** Data for the task **
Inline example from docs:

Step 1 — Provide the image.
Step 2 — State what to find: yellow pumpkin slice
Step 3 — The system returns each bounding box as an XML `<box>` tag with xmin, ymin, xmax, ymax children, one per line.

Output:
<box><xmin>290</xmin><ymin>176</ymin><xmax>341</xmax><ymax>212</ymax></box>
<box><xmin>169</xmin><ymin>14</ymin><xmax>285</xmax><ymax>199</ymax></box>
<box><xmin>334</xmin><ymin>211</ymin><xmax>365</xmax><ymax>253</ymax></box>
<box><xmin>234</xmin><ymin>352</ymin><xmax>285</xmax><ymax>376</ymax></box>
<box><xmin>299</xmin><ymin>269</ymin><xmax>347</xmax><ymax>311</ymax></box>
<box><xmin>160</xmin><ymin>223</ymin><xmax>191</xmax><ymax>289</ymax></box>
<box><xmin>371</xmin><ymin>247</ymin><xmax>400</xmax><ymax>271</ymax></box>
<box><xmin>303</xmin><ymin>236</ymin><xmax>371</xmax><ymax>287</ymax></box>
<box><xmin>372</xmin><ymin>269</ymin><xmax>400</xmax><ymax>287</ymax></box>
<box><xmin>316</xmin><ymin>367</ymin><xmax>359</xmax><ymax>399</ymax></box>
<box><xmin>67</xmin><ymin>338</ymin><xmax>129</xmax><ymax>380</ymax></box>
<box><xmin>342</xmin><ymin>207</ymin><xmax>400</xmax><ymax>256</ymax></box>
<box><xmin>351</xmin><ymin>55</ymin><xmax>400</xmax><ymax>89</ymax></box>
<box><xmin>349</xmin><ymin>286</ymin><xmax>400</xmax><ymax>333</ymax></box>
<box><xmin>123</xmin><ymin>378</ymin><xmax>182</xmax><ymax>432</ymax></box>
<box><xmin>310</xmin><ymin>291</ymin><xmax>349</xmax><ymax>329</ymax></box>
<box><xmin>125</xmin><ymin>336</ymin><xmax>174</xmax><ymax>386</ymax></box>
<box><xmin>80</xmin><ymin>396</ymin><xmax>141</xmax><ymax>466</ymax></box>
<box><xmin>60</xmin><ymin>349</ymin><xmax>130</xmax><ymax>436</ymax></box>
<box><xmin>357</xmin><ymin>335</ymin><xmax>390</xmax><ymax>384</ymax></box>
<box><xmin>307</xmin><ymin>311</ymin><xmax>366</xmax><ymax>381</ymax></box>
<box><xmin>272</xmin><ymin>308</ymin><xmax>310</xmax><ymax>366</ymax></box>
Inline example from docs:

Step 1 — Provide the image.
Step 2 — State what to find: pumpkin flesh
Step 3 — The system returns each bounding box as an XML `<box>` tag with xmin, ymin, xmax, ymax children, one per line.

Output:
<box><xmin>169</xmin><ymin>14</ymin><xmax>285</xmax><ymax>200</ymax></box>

** Work order **
Exact copies of all entries are what's needed here.

** Exercise result **
Inline example from docs:

Step 1 — Provide the image.
Step 2 — State what to find: yellow pumpkin slice
Step 3 — The system returns each bounding box as an XML `<box>` tag with xmin, ymin, xmax, ymax children, one per line.

Output:
<box><xmin>290</xmin><ymin>176</ymin><xmax>341</xmax><ymax>212</ymax></box>
<box><xmin>169</xmin><ymin>14</ymin><xmax>285</xmax><ymax>199</ymax></box>
<box><xmin>334</xmin><ymin>211</ymin><xmax>365</xmax><ymax>253</ymax></box>
<box><xmin>234</xmin><ymin>352</ymin><xmax>285</xmax><ymax>376</ymax></box>
<box><xmin>299</xmin><ymin>269</ymin><xmax>347</xmax><ymax>311</ymax></box>
<box><xmin>160</xmin><ymin>223</ymin><xmax>191</xmax><ymax>289</ymax></box>
<box><xmin>371</xmin><ymin>247</ymin><xmax>400</xmax><ymax>271</ymax></box>
<box><xmin>303</xmin><ymin>236</ymin><xmax>371</xmax><ymax>287</ymax></box>
<box><xmin>372</xmin><ymin>269</ymin><xmax>400</xmax><ymax>287</ymax></box>
<box><xmin>316</xmin><ymin>367</ymin><xmax>359</xmax><ymax>399</ymax></box>
<box><xmin>67</xmin><ymin>338</ymin><xmax>129</xmax><ymax>380</ymax></box>
<box><xmin>342</xmin><ymin>207</ymin><xmax>400</xmax><ymax>256</ymax></box>
<box><xmin>351</xmin><ymin>55</ymin><xmax>400</xmax><ymax>89</ymax></box>
<box><xmin>349</xmin><ymin>286</ymin><xmax>400</xmax><ymax>333</ymax></box>
<box><xmin>123</xmin><ymin>378</ymin><xmax>182</xmax><ymax>432</ymax></box>
<box><xmin>310</xmin><ymin>291</ymin><xmax>349</xmax><ymax>329</ymax></box>
<box><xmin>125</xmin><ymin>336</ymin><xmax>174</xmax><ymax>386</ymax></box>
<box><xmin>80</xmin><ymin>396</ymin><xmax>141</xmax><ymax>466</ymax></box>
<box><xmin>60</xmin><ymin>349</ymin><xmax>130</xmax><ymax>436</ymax></box>
<box><xmin>357</xmin><ymin>335</ymin><xmax>390</xmax><ymax>384</ymax></box>
<box><xmin>307</xmin><ymin>311</ymin><xmax>366</xmax><ymax>381</ymax></box>
<box><xmin>272</xmin><ymin>308</ymin><xmax>310</xmax><ymax>366</ymax></box>
Inline example from docs:

Step 1 — Provide the image.
Step 2 — State what to find: pumpkin flesh
Step 3 — The system returns each bounding box as an XML `<box>` tag with xmin, ymin, xmax, ymax children, one per line.

Output:
<box><xmin>169</xmin><ymin>14</ymin><xmax>285</xmax><ymax>200</ymax></box>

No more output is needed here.